The offspring produced from all queens are evaluated and ranked. B offspring from the top are accepted as broods. These broods are improved by workers using local heuristics, almost in the same way as were done in the case of queens. The only difference is that in queen improvement, a queen was chosen at random but in brood improvement, broods are sequentially chosen for improvement. While there is a queen worse than any brood in brood list, the worst among the queens is replaced by the best brood. When the replacement of a queen by a brood occurs, the brood is deleted from brood list.

figure b

Based on HBMO, a hybrid algorithm called HBMO-kNN has been proposed here for gene selection. Description of this algorithm is provided in Algorithm 2. Each of queen Qi and drone \(dr_{i}^{t}\) is a vector having d elements. Each element is a gene index chosen randomly from gene index vector \({X_{index}}.\) Each worker is a single element variable. The value of it is a gene index, randomly chosen from \({X_{index}}.\) Energy ei(0) and speed sdi(0) of queen Qi at step t = 0 is initialized randomly within range (0.5–1) and (14–15), respectively. Evaluation of a solution S (queen/drone/offspring/brood), is a two-step process. In the first step, a sub-matrix of X, named xS is prepared, as described using an example in Fig. 1. In the second step, kNN-fit (xS) is called with xS as an argument. Here an attempt is made to classify (which class it belongs to—normal or diseased) each sample i in xS. Number of properly classified samples gives the fitness of the solution. During iterations, global best solution q* is updated which is returned as output at the end.

Items listed in a dataset

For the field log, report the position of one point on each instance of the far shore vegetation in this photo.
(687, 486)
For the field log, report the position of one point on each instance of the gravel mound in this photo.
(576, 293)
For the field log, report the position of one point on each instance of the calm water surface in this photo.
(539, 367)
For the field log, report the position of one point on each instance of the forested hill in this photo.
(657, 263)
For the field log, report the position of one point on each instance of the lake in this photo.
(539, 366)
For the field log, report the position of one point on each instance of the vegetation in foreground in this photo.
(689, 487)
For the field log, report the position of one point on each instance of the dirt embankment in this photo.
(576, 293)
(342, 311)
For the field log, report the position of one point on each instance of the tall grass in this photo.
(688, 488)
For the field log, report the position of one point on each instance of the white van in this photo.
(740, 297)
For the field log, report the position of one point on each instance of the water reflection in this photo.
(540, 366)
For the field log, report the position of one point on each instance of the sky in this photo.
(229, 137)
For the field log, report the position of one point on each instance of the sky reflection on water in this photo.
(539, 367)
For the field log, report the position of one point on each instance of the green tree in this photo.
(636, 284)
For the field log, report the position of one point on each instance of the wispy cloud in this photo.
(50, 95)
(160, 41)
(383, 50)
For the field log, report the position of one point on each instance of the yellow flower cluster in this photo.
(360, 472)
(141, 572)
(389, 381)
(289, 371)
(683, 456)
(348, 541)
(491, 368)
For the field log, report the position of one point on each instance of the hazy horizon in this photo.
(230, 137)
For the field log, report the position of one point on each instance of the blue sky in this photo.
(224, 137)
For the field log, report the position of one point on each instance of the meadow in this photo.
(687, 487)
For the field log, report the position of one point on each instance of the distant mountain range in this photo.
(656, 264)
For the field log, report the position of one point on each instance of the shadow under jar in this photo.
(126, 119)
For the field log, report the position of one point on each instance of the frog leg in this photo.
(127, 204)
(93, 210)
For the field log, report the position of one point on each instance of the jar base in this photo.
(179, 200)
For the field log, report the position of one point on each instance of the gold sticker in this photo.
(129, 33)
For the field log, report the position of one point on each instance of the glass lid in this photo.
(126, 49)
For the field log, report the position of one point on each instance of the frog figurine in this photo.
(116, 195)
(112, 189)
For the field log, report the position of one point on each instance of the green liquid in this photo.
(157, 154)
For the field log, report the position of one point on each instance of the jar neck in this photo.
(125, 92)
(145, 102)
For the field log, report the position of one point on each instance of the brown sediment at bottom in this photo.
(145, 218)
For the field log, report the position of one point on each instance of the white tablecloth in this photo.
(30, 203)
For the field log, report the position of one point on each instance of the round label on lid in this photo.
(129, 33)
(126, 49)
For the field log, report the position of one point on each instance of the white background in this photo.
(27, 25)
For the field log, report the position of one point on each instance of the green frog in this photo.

§ Task set:
1. From the passage on the HBMO-kNN algorithm, copy the text starting at "The offspring produced" and ending at "from brood list.".
2. In the passage on the HBMO-kNN algorithm, condense the paragraph that begins "The offspring produced from all queens" into a short bulleted list that keeps its main facts.
3. Proceed with the passage on HBMO-kNN gene selection, picking up after its final sentence.

§ Answers for each item:
1.
The offspring produced from all queens are evaluated and ranked. B offspring from the top are accepted as broods. These broods are improved by workers using local heuristics, almost in the same way as were done in the case of queens. The only difference is that in queen improvement, a queen was chosen at random but in brood improvement, broods are sequentially chosen for improvement. While there is a queen worse than any brood in brood list, the worst among the queens is replaced by the best brood. When the replacement of a queen by a brood occurs, the brood is deleted from brood list.

2.
- The offspring of all queens are evaluated and ranked, and the top B are accepted as broods.
- Workers improve the broods with local heuristics, much as they improve queens. Broods are chosen sequentially, while a queen is chosen at random.
- While any queen is worse than any brood in the brood list, the worst queen is replaced by the best brood.
- A brood that replaces a queen is deleted from the brood list.

3.
The efficiency of a meta-heuristic algorithm mainly depends on the judicious mixture of two strategies—exploration (diversification) and exploitation (intensification). Though HBMO is based on the same theory of genetic evolution (using crossover, mutation and selection) such as genetic algorithm, it incorporates some additional measures of exploration and exploitation. For more exploration, an annealing function \(\left( {{e^{ - del/s{d_i}\left( t \right)}}} \right)\) allows to choose a worse drone by a queen for mating. Improvements of queens and broods by workers and replacement of worse queens by better broods are some of the measures to support exploitation. Also, some problem-specific changes to HBMO, especially, in initialization of speed (originally it was in the range 0.5–1, here 14–15) of the queen has been implemented. Aggregation of all these efforts in HBMO helps it find disease-causing genes more efficiently than the state-of-the-art algorithm GA-kNN.

3.2.2 Harmony Search (HS)

Harmony search [52] is one of the current nature-inspired meta-heuristic algorithms. The natural phenomenon behind this algorithm is the harmony improvisation process of a musician. Initially, some harmony memory is there in the musician’s mind to play a certain piece of music, which he wants to make more accurate by enormous practices. In every practice, he improvises a new harmony and estimates its quality and according to the quality accepts or discards that harmony. If it gets accepted, the musician’s memory is updated. Search for the state where esthetic estimation is highest leads the musician to improve. In practice, instead of one musician, there may be a number of musicians with different musical instruments who are going to perform together. So they have to come to a state at which combination of the harmonies improvised from these instruments provide good esthetic estimation to the listeners.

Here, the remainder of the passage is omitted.